» **O que se pede**
**1.** No texto sobre ancestralidade, qual foi o foco da programação de 2024 do Programa Curumim?
**2.** Escreva a continuação do texto sobre ancestralidade e o Programa Curumim, começando logo após a última frase apresentada.

Quando se pensa na jornada da vida, a gente logo imagina uma linha reta que se inicia no nosso nascimento. Mas é só observar o quanto de história aconteceu em nossa família antes de chegarmos neste mundo, que esse fio da vida tem seu tamanho ampliado a perder de vista, e com certeza sua forma é muito mais circular do que reta. E se ampliarmos isso para as histórias da nossa comunidade, cidade ou país, aí é que esse novelo aumenta e percebemos o quanto tudo está interligado. Descobrimos então que a melhor guia capaz de nos orientar nesse caminho sem começo nem fim é a nossa ancestralidade.
“…Nós somos o começo, o meio e o começo. Existiremos sempre, sorrindo nas tristezas para festejar a vinda das alegrias. Nossas trajetórias nos movem, Nossa ancestralidade nos guia.” – Nego Bispo
A ancestralidade é um conceito profundo que atravessa diversas esferas da vida humana. Em sua explicação mais básica ela pode ser entendida como o conjunto de legados, valores, saberes, tradições e experiências que nos foram transmitidos por nossos antepassados. Mas sabemos que ela vai além disso. Como um fio que tece passado, presente e futuro, ela forma uma teia de relações que conecta humanidades, transcendendo espaço e tempo para recriar futuros possíveis e saudáveis. Ela é fonte de vida, sabedoria, identidade, pertencimento e criatividade.
“A ancestralidade deve ser compreendida a partir da diversidade de pontos de vista étnico culturais. Precisamos dialogar com outras vivências par formar cidadãos que saibam conviver com a diversidade”. - Ana Maria Gonçalves
O Programa Curumim tem a diversidade como valor e base das ações. Ao oferecer atividades que despertam a reflexão de quem somos, de onde viemos e onde vivemos é possível sensibilizar para uma convivência mais harmoniosa e despertar para um modo de vida mais coletivo. O que o território nos diz sobre o hoje e o ontem? O que nos une enquanto coletividade-sociedade? Quais tradições resistem e inspiram nossa cultura atual? O que é possível conectar aos modos de vida de hoje?
Com o intuito de resgatar trajetórias ancestrais, seus saberes e modos de vida tradicionais e despertar o sentido de pertencimento e conexão com a teia da vida que antecede, perpassa a nossa existência e se perpetua após, desenvolvemos no decorrer do ano de 2024, o conceito de ancestralidade nas atividades do Programa Curumim. Com foco na história e cultura afro-indígena brasileira, a programação do ano de 2024 para os Curumins no Sesc Bertioga buscou apresentar e envolver as crianças em uma esfera de coletividade, ludicidade e encantamento.

» **Entradas fornecidas**

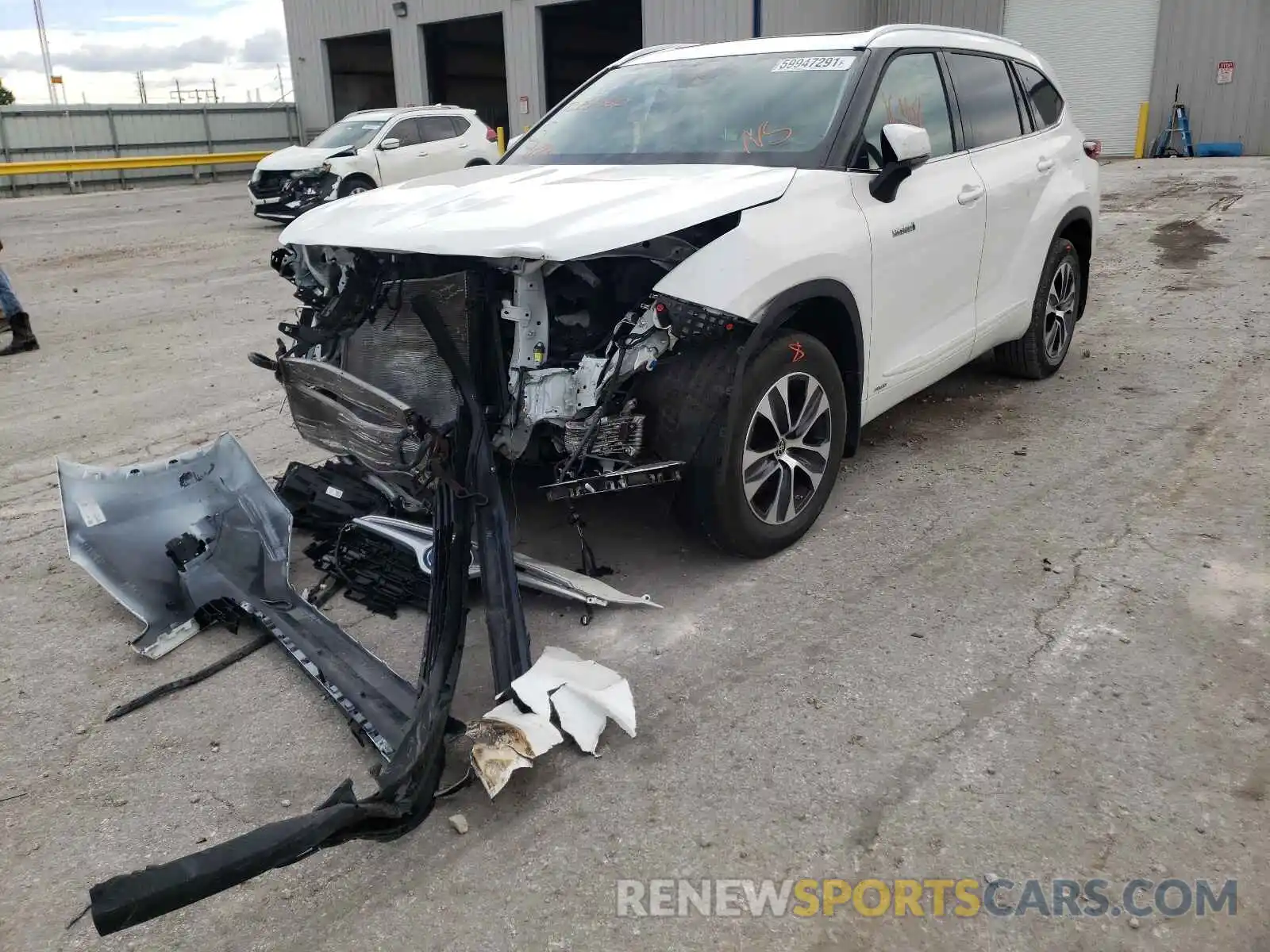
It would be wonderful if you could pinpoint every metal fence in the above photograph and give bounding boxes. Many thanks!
[0,103,301,195]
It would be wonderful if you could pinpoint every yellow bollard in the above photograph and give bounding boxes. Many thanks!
[1133,103,1151,159]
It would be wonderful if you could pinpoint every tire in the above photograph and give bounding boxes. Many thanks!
[339,175,375,198]
[678,332,847,559]
[993,237,1084,379]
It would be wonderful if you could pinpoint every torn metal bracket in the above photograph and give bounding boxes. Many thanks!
[544,461,686,501]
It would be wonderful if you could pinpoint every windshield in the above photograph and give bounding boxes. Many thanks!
[309,119,387,148]
[503,51,857,165]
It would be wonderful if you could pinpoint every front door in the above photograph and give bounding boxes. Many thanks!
[375,118,428,186]
[851,52,987,417]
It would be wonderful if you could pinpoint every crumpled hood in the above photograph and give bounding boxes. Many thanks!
[279,165,795,262]
[256,146,347,171]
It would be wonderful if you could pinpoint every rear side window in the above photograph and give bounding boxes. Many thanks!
[852,53,952,169]
[1014,62,1063,129]
[948,53,1024,148]
[415,116,456,142]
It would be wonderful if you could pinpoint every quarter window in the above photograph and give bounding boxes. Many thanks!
[1014,62,1063,129]
[948,53,1024,148]
[852,53,952,169]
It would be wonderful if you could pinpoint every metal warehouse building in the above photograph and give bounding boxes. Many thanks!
[283,0,1270,155]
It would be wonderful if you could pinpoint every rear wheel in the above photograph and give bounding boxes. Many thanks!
[993,237,1082,379]
[339,175,375,198]
[679,334,847,559]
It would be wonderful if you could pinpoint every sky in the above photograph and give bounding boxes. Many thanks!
[0,0,291,104]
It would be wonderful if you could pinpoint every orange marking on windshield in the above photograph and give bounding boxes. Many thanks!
[741,122,794,152]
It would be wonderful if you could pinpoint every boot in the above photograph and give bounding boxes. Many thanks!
[0,311,40,357]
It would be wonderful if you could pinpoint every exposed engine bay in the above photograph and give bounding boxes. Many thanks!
[264,213,748,499]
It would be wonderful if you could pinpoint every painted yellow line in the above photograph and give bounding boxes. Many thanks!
[0,152,269,178]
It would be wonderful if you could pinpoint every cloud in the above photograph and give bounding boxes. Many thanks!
[239,29,287,66]
[0,36,233,72]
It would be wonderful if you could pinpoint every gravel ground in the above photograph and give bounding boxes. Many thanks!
[0,166,1270,952]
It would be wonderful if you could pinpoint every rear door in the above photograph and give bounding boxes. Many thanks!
[851,51,986,416]
[945,51,1058,351]
[417,116,471,175]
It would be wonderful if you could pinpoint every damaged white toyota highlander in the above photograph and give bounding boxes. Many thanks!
[265,25,1100,557]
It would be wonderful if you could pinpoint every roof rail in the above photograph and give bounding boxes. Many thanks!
[614,43,701,66]
[868,23,1022,47]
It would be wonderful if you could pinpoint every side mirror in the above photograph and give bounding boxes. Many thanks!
[868,122,931,203]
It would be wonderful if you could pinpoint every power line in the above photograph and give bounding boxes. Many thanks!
[33,0,57,106]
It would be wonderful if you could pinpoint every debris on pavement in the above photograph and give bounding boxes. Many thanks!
[468,647,635,800]
[106,633,273,720]
[57,254,640,935]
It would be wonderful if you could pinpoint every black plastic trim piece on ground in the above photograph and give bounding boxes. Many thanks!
[89,271,529,935]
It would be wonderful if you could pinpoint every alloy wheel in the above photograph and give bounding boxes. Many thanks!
[741,373,833,525]
[1045,262,1078,363]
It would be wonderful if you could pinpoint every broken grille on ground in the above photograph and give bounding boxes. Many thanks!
[59,263,656,935]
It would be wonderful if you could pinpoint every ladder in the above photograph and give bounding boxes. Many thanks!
[1151,85,1195,159]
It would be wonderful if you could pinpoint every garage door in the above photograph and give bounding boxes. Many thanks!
[1005,0,1160,155]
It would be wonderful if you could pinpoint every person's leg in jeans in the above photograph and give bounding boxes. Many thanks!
[0,268,21,334]
[0,268,40,357]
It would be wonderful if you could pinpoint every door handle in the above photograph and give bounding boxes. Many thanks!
[956,186,983,205]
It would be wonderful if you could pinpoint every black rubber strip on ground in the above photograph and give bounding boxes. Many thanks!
[106,632,273,721]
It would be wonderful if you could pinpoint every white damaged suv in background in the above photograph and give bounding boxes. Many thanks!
[248,106,499,221]
[263,25,1100,557]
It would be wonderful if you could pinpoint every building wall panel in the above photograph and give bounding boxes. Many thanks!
[874,0,1005,33]
[1149,0,1270,155]
[764,0,876,36]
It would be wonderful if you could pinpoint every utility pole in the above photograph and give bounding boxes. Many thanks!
[34,0,57,106]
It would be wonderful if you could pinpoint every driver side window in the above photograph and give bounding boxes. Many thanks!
[851,53,952,170]
[383,119,423,146]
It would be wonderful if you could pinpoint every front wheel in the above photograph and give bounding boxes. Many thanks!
[339,175,375,198]
[993,237,1082,379]
[679,334,847,559]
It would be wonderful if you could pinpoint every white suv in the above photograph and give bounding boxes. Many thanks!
[248,106,499,221]
[275,25,1100,557]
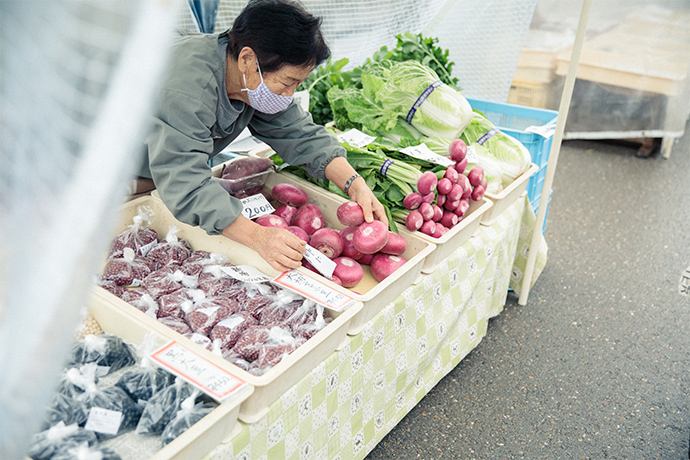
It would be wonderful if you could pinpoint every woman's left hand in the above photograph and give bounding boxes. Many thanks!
[348,177,388,226]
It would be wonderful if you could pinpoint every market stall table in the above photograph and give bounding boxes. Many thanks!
[207,195,547,460]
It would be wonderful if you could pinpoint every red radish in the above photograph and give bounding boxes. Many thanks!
[403,192,422,210]
[405,211,424,232]
[436,177,453,195]
[254,214,288,229]
[417,171,438,195]
[431,204,443,222]
[357,254,376,265]
[333,257,364,288]
[471,185,484,201]
[419,220,436,235]
[437,166,458,187]
[419,203,434,220]
[443,198,460,211]
[446,184,463,201]
[288,225,309,243]
[352,220,388,254]
[271,184,309,208]
[441,211,458,228]
[371,253,407,283]
[291,203,326,236]
[273,204,297,222]
[467,166,484,187]
[448,139,467,162]
[455,198,470,217]
[336,201,364,227]
[455,158,467,174]
[309,228,343,259]
[379,232,407,256]
[340,227,362,260]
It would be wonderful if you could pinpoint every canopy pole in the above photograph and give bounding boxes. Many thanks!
[518,0,592,305]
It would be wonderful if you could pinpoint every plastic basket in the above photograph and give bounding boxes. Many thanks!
[467,99,558,219]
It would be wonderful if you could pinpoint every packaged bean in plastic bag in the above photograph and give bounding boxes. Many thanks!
[141,264,199,301]
[51,443,122,460]
[115,335,174,404]
[136,377,193,434]
[146,224,192,268]
[28,422,98,460]
[180,250,228,275]
[108,206,158,259]
[103,248,152,286]
[77,364,142,439]
[67,334,135,375]
[161,392,216,446]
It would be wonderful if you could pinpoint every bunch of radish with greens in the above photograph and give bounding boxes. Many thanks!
[393,139,487,238]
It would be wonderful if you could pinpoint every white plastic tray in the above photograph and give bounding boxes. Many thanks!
[481,163,539,226]
[101,196,362,423]
[88,288,254,460]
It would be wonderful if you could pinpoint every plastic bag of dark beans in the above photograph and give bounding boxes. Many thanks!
[180,250,228,276]
[67,334,135,375]
[27,422,98,460]
[136,378,193,434]
[209,311,259,350]
[161,394,216,446]
[108,206,158,259]
[146,224,192,269]
[103,248,151,286]
[141,265,198,300]
[51,443,122,460]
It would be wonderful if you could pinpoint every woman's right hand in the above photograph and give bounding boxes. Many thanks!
[223,215,307,272]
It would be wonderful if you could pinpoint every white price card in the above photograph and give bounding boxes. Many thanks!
[241,193,275,219]
[150,341,247,402]
[338,128,376,148]
[400,143,454,166]
[84,407,122,434]
[273,270,354,311]
[465,144,478,163]
[304,244,335,279]
[220,265,271,283]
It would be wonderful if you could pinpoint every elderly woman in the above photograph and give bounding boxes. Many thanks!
[139,0,387,271]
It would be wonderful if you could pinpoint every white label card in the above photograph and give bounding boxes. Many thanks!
[150,341,247,402]
[304,245,335,279]
[465,144,478,163]
[220,265,271,284]
[241,193,275,219]
[84,407,122,434]
[400,144,455,166]
[338,128,376,148]
[273,270,354,311]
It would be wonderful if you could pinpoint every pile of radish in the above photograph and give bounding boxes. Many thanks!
[255,183,407,288]
[396,139,487,238]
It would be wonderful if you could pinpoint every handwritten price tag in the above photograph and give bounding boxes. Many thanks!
[241,193,275,219]
[150,341,246,402]
[220,265,271,283]
[400,144,454,166]
[338,128,376,148]
[273,270,354,311]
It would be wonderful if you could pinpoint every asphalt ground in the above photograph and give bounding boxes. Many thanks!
[367,126,690,460]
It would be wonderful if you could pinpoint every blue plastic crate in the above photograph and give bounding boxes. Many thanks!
[467,99,558,213]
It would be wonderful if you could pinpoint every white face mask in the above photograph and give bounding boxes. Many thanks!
[242,61,292,114]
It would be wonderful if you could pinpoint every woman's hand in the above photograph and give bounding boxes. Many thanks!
[223,216,306,272]
[348,177,388,225]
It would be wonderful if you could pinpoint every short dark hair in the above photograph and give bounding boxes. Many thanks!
[228,0,330,72]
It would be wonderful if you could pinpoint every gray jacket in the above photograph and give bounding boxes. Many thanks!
[139,29,346,235]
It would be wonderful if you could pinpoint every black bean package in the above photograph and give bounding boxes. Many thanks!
[100,209,331,375]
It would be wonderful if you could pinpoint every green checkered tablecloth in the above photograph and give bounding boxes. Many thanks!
[208,198,546,460]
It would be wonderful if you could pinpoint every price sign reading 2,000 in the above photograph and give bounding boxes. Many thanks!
[242,194,275,219]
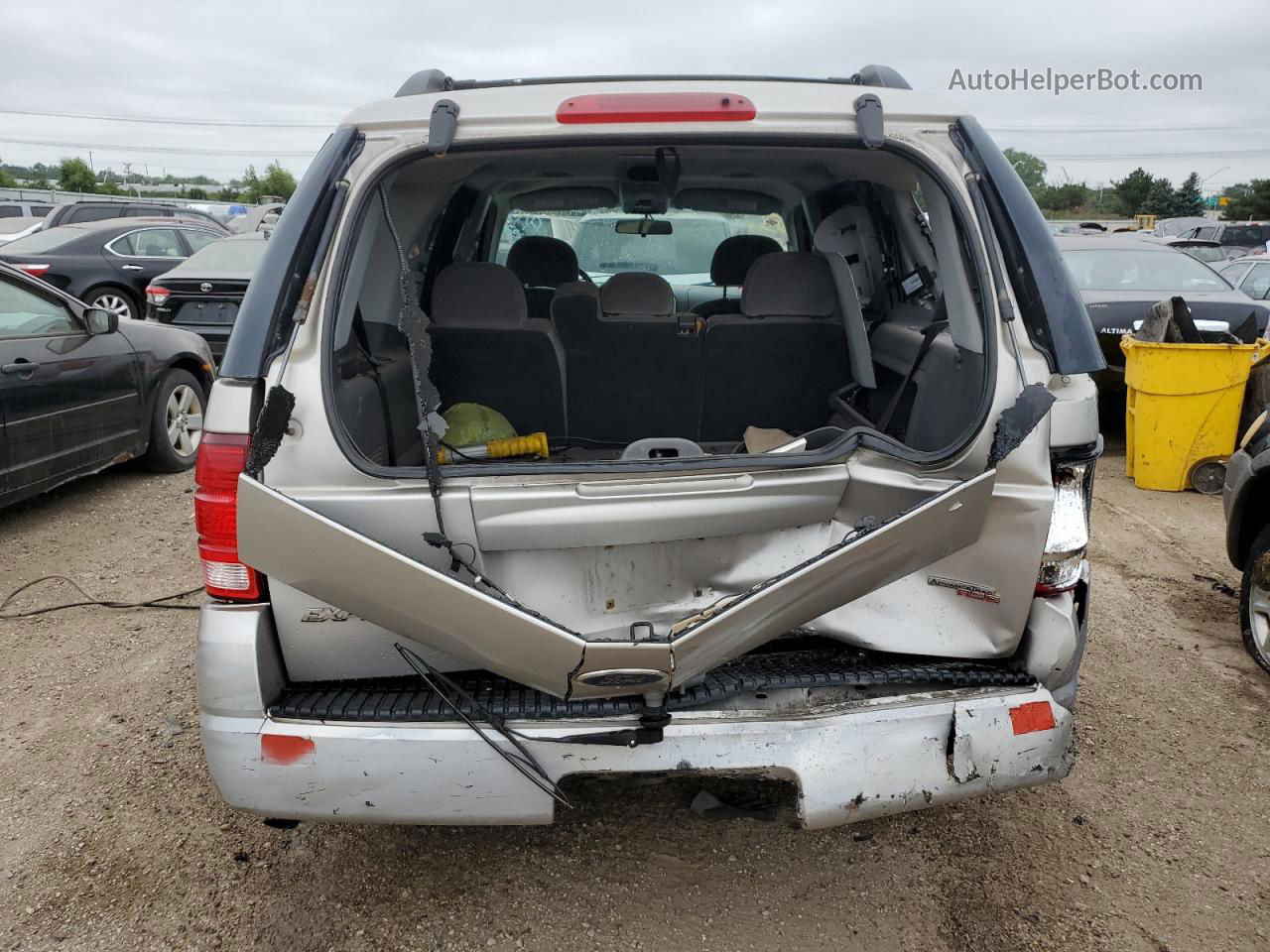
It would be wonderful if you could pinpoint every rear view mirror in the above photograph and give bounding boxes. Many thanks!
[83,307,119,336]
[613,218,675,235]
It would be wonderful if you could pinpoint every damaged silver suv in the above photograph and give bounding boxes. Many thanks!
[195,66,1102,828]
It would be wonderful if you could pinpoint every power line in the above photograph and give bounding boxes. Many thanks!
[1038,149,1270,163]
[0,136,318,159]
[990,121,1270,135]
[0,108,336,130]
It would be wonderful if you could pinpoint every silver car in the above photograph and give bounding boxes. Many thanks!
[195,66,1102,828]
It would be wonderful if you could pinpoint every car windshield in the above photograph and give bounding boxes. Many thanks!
[182,239,266,272]
[1221,225,1270,245]
[1063,248,1230,292]
[496,208,789,281]
[4,228,83,255]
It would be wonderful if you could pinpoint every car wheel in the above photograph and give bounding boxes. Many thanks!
[146,369,207,472]
[86,287,141,320]
[1239,526,1270,671]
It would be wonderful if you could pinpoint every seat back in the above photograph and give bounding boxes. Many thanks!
[693,235,782,318]
[507,235,577,320]
[699,251,851,443]
[428,262,569,439]
[552,273,699,444]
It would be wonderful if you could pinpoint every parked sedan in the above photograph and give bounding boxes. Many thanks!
[146,231,269,359]
[1054,235,1270,390]
[0,218,223,318]
[1218,255,1270,300]
[0,264,213,505]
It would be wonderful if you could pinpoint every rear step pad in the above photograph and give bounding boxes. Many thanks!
[269,649,1034,721]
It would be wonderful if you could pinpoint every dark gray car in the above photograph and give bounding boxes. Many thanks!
[146,231,268,359]
[1054,235,1270,387]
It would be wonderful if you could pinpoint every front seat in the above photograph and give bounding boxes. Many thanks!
[693,235,784,318]
[507,235,577,320]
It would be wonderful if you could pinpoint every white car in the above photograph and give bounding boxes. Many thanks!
[194,67,1103,828]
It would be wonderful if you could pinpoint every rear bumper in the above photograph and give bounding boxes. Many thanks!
[198,606,1074,828]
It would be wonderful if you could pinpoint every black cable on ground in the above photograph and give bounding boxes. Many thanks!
[0,575,203,621]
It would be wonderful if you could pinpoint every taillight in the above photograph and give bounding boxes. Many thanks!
[1036,454,1097,595]
[194,431,260,602]
[557,92,756,123]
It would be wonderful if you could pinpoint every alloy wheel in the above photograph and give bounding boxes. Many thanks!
[164,384,203,457]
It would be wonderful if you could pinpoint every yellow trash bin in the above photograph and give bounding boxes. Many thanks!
[1120,334,1270,493]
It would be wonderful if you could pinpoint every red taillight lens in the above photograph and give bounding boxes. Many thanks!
[194,432,260,602]
[557,92,756,123]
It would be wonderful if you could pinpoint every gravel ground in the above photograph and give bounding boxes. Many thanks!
[0,456,1270,952]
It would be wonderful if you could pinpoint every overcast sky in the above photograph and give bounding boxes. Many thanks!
[0,0,1270,190]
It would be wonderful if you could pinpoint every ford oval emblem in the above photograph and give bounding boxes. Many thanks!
[577,667,671,688]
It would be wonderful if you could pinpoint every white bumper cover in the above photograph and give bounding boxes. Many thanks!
[198,607,1072,828]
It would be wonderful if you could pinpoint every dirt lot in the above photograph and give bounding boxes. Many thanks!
[0,456,1270,952]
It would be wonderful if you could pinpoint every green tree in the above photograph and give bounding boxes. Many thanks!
[258,163,296,200]
[1172,172,1204,217]
[1221,178,1270,221]
[1003,149,1048,189]
[58,159,96,191]
[1111,168,1156,214]
[1134,178,1174,218]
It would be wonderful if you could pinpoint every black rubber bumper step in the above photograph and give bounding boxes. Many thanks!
[269,650,1034,722]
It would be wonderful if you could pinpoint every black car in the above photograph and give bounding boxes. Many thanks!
[45,199,230,235]
[146,231,269,359]
[0,257,213,505]
[0,218,225,318]
[1179,221,1270,258]
[1054,235,1270,390]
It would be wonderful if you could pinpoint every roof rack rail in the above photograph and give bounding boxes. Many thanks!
[848,63,912,89]
[393,69,454,99]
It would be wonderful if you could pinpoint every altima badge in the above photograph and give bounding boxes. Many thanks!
[926,575,1001,606]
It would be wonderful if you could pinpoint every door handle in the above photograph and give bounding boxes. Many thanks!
[0,359,40,377]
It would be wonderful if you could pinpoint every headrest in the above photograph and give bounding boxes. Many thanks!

» **Respostas escritas**
**1.** A história e a cultura afro-indígena brasileira.

**2.**
O encantamento é a essência do espetáculo “Agbalá Conta“, apresentado para as crianças do Curumim, onde uma cabaça mágica se abria e revelava contos e causos sobre diferentes mulheres negras, africanas e brasileiras, que tiveram grande contribuição para a História. Essas Heroínas Negras foram cientistas, guerreiras, inventoras e artistas que nos ensinam sobre a dignidade, humanidade, sabedoria, e belezas contidas em nossas heranças ancestrais.
Integrando o projeto “Maré Delas“, na oficina realizada com a Rainha Vânia Oliveira, as crianças puderam vivenciar uma experiência coletiva e pessoal da dança que nasce no contexto dos Blocos Afro de Salvador. Vânia Oliveira é Rainha do Bloco Afro Malê Debalê e Princesa do Bloco Afro Ilê Aiyê, da Bahia. Seu conhecimento traduz valores estéticos, historiográficos e políticos desses contextos, junto à noção de tempo, espaço, ritmo, musicalidade e diversidade corpórea, social e cultural.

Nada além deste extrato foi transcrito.